=== TEXT BLOCK ===

JST holds sessions and exhibition on SDGs at Science Agora 2017


JST considers the UN’s framework of the Sustainable Development Goals (SDGs) to be a critical challenge for Science, technology and innovation (STI). For this reason, JST established a task team in order to discuss STI for SDGs with stakeholders from both inside and outside Japan.

A session titled “Creating Sustainable Future City with STI!; A World that Changes by Achieving the SDGs” was held on November 24th in Science Agora 2017 in which about 160 people from industry, academia, and government attended. Following an introduction of the background by Mr. Satoru Ohtake (Sub-leader of the Task Team), Dr. Aiko Endo (Associate Professor, Specialist in Water-Energy-Food Nexus project, Research Institute for Humanity and Nature (RIHN)) set the tone for the discussion, and then four specialists from Japan, Europe, South Africa, and an international organization, as listed below, talked about their region’s successful actions for SDG11, “Make cities inclusive, safe, resilient and sustainable, which is one of the focus topics of the next UN SDGs forum.”

===

▶ **CHALLENGE A**
Repeat word for word everything in the Science Agora text from "JST considers the" down to "and outside Japan.".
▶ **CHALLENGE B**
In the Science Agora text, rewrite the paragraph beginning "JST considers the UN’s framework" more briefly, keeping its main facts.
▶ **CHALLENGE C**
Carry the Science Agora text forward with the next part, beginning after its final sentence.

=== SUPPLIED MATERIAL ===

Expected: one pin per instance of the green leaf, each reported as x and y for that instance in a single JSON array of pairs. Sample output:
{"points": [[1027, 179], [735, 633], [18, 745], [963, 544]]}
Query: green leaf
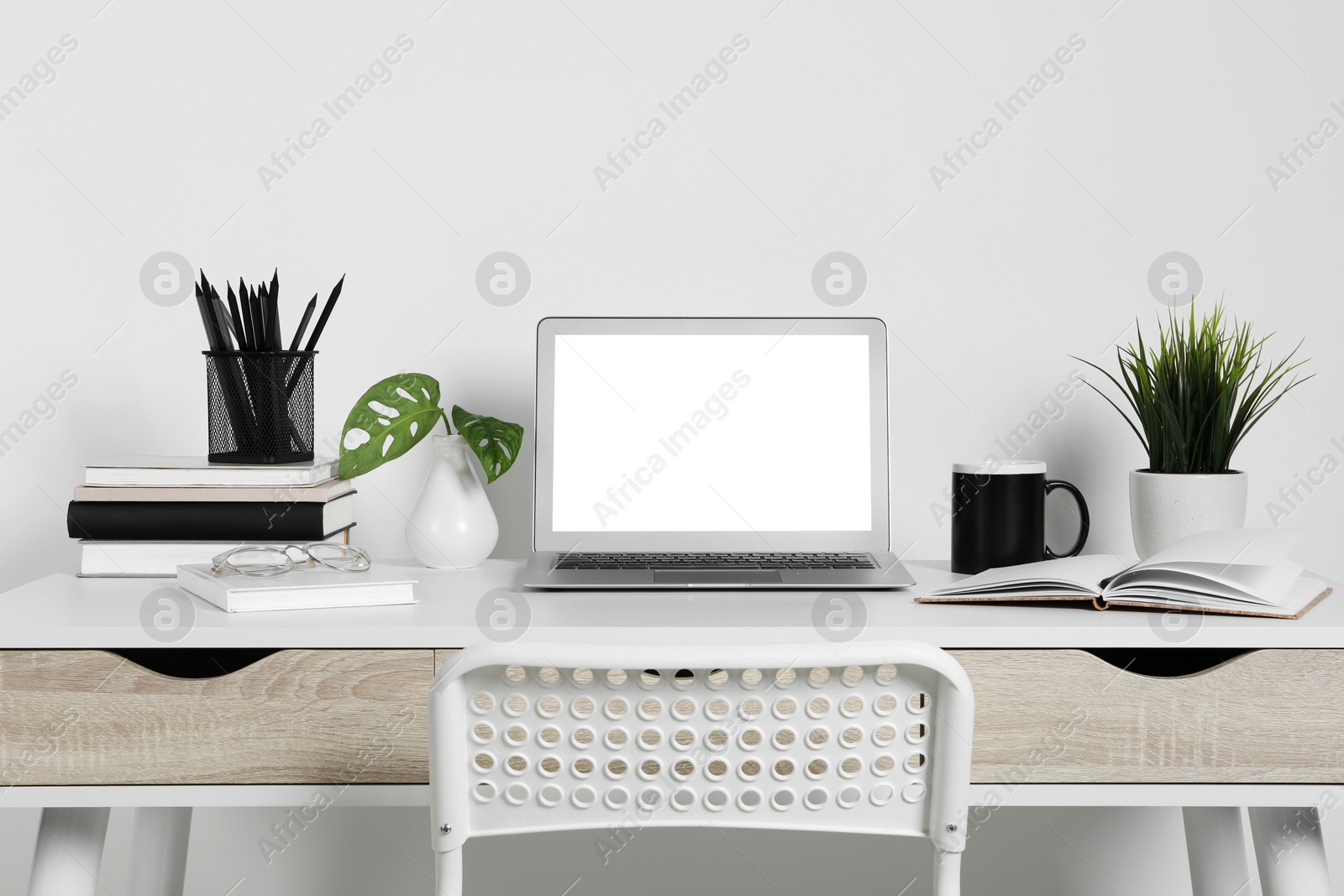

===

▶ **ANSWER A**
JST considers the UN’s framework of the Sustainable Development Goals (SDGs) to be a critical challenge for Science, technology and innovation (STI). For this reason, JST established a task team in order to discuss STI for SDGs with stakeholders from both inside and outside Japan.

▶ **ANSWER B**
JST sees the UN’s Sustainable Development Goals (SDGs) framework as a critical challenge for science, technology and innovation (STI), so it set up a task team to discuss STI for SDGs with stakeholders in and outside Japan.

▶ **ANSWER C**
-Flavia Schlegel, Assistant Director-General for the Natural Sciences at UNESCO
-Daan du Toit, Deputy Director-General for International Cooperation and Resources, Department of Science and Technology, South Africa
-Isamu Takahara, General Manager, BR-Frontier Research in Policy and Technology Department,
Toyota/Director and Specially Appointed Professor, R&D Center for Frontiers in Policy and Technology, University of Tsukuba
-Philippe Vialatte, Acting Director-General for Research and Innovation, European Commission

Next, on behalf of youth who will be responsible for the next generation, Mr. Sippakorn Khaimook, a research student (e-ASIA Japanese Government Scholarship), Osaka University, and Mr. Katsuhito Okubo, a representative of Japan Youth Platform for Sustainability (JYPS), talked about the future they envision for city and transportation systems with human-centered infrastructure, and city planning and design utilizing digital technology harnessing their specialty.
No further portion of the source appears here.